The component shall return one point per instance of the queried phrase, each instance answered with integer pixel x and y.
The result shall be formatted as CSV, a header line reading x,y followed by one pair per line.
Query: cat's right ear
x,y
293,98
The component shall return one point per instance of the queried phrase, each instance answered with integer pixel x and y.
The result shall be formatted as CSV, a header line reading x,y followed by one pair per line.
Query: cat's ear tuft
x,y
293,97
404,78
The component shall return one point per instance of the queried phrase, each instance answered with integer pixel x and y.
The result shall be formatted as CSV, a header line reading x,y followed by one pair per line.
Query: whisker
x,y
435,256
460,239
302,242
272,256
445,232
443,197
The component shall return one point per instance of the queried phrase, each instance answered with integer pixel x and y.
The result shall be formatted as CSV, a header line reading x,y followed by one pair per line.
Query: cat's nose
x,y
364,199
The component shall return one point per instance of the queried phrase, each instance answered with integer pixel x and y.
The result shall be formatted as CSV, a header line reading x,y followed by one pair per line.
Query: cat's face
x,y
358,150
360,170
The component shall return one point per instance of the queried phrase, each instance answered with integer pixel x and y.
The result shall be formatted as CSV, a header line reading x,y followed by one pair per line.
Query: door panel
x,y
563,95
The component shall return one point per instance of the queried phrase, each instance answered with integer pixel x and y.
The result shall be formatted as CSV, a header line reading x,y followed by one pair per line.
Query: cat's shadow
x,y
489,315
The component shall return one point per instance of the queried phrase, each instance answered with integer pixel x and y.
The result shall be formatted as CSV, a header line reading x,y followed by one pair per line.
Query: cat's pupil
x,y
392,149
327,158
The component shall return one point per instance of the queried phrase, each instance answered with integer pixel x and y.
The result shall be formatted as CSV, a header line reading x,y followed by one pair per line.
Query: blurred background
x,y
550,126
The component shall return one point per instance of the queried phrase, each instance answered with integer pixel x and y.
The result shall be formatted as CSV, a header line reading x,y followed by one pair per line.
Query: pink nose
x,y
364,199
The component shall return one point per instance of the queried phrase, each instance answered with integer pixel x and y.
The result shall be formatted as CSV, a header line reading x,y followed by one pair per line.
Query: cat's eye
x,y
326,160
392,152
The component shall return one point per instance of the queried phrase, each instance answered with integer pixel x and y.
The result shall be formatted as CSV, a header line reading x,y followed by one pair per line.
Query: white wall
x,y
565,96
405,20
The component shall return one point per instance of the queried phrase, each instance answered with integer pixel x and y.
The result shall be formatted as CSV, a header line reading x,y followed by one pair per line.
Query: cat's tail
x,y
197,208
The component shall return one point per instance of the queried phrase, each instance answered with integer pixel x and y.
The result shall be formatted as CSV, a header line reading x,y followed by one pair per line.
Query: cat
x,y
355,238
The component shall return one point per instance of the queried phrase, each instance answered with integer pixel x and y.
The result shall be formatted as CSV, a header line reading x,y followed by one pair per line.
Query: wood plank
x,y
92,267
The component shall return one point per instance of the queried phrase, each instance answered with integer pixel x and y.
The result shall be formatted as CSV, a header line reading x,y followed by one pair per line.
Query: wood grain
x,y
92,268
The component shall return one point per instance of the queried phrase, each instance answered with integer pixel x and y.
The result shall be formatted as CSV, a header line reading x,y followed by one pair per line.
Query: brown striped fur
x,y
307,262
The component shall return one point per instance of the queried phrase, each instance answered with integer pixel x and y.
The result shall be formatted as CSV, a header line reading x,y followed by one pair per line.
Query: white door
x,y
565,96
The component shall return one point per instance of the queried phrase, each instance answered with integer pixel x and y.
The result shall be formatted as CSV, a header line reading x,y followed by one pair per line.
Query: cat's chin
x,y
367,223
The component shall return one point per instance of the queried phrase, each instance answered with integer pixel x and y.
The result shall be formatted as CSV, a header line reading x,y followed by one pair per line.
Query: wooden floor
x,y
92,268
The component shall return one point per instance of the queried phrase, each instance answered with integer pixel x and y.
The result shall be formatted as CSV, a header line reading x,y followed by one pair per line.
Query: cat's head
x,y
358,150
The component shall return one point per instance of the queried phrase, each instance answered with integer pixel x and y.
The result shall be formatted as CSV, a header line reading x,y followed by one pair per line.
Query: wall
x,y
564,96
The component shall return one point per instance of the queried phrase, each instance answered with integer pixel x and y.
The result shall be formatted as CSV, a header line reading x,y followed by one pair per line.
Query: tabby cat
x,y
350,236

**What you will do**
Each record must be printed again, word for word, with nothing dropped.

**Result**
The component shall return one point per instance of the queried phrase, each instance answered with integer pixel x and y.
The result shall be formatted as CSV, a header line reading x,y followed by one pair per line.
Query: cat's right ear
x,y
293,98
The component shall return one point per instance of the queried phrase, each instance answered with integer pixel x and y.
The result shall be formatted as CSV, a header line reading x,y followed by one pair per line.
Query: cat's ear tuft
x,y
293,97
404,78
The component shall return one point per instance of the queried phrase, each instance answered with integer pixel x and y.
The result shall be formatted as CSV, a header line reading x,y followed by one pair per line.
Query: whisker
x,y
435,256
460,239
302,242
272,256
445,232
443,197
The component shall return one point per instance of the queried phrase, each instance answered with integer pixel x and y.
The result shall be formatted as CSV, a header line reading x,y followed by one pair per line.
Query: cat's nose
x,y
364,199
The component shall return one point per instance of the queried phrase, each instance answered with integer pixel x and y.
The result shall be formatted as CSV, a header line reading x,y followed by one pair per line.
Query: cat's face
x,y
358,150
360,170
The component shall return one point per instance of the queried phrase, each instance answered with integer pixel x and y.
The result shall be formatted as CSV, a header line reading x,y followed by one pair per line.
Query: door panel
x,y
563,95
The component shall return one point per instance of the queried phrase, each instance answered with integer pixel x and y.
The result shall be formatted as CSV, a header line reading x,y followed by one pair per line.
Query: cat's shadow
x,y
489,315
The component shall return one point per instance of the queried phrase, each instance answered with integer pixel x and y.
The result shall be formatted as CSV, a header line reading x,y followed by one pair per line.
Query: cat's pupil
x,y
392,149
327,158
The component shall return one point per instance of the queried phrase, each instance answered with integer pixel x and y.
The result shall be formatted as CSV, a header line reading x,y followed by one pair per line.
Query: blurred background
x,y
550,126
The component shall return one point per instance of the queried phrase, each instance answered with integer pixel x and y.
The result shall be formatted as CSV, a header line reading x,y followed by one pair per line.
Query: pink nose
x,y
364,199
The component shall return one point per instance of the queried phrase, each instance answered with integer pixel x and y.
The result shall be formatted as CSV, a header line reading x,y followed by one pair per line.
Query: cat's eye
x,y
326,160
392,152
The component shall return one point per instance of the queried phrase, each instance answered with integer pixel x and y.
The result shall be formatted as CSV, a header line reading x,y followed by one pair per line.
Query: white wall
x,y
565,96
405,20
The component shall return one point per instance of the queried phrase, each instance answered with integer pixel x and y.
The result shall be formatted as CSV, a header line reading x,y followed by one pair per line.
Query: cat's tail
x,y
197,208
The component shall return one point per instance of the queried phrase, each instance answered with integer pixel x and y.
The result shall be formatted as CSV, a header line reading x,y followed by one pair per line.
Query: cat
x,y
355,238
The component shall return one point per instance of the queried phrase, each instance answered with integer pixel x and y.
The result shall be formatted as CSV, a header line reading x,y followed by one pair per line.
Query: wood plank
x,y
92,267
The component shall return one point per instance of the queried phrase, each instance answered with integer pixel x and y.
The result shall be formatted as CSV, a header line reading x,y followed by one pair per line.
Query: wood grain
x,y
92,268
The component shall return one point per instance of the queried phrase, each instance answered with integer pixel x and y.
The result shall be formatted as CSV, a header line reading x,y followed by one pair per line.
Query: brown striped fur
x,y
307,262
The component shall return one point per instance of the queried phrase, each instance answered with integer pixel x and y.
The result shall be formatted as CSV, a header line reading x,y followed by one pair per line.
Query: white door
x,y
565,96
The component shall return one point per instance of the queried phrase, each instance answered with integer pixel x and y.
The result shall be formatted as CSV, a header line reading x,y followed by one pair per line.
Query: cat's chin
x,y
367,223
The component shall return one point per instance of the queried phrase, each instance answered with integer pixel x and y.
The result shall be formatted as CSV, a header line reading x,y followed by one pair per line.
Query: wooden floor
x,y
92,268
The component shall return one point per instance of the queried phrase, each instance answered with integer pixel x and y.
The result shall be formatted as CSV, a header line reading x,y followed by one pair per line.
Query: cat's head
x,y
358,150
The component shall return one point per instance of the queried phrase, each instance answered with integer pixel x and y.
The result shall be formatted as CSV, a header line reading x,y followed by one pair per line.
Query: wall
x,y
564,96
The component shall return one point per instance of the queried phrase, each instance answered with integer pixel x and y.
The result shall be formatted as CSV, a header line reading x,y followed by one pair per line.
Query: tabby cat
x,y
350,236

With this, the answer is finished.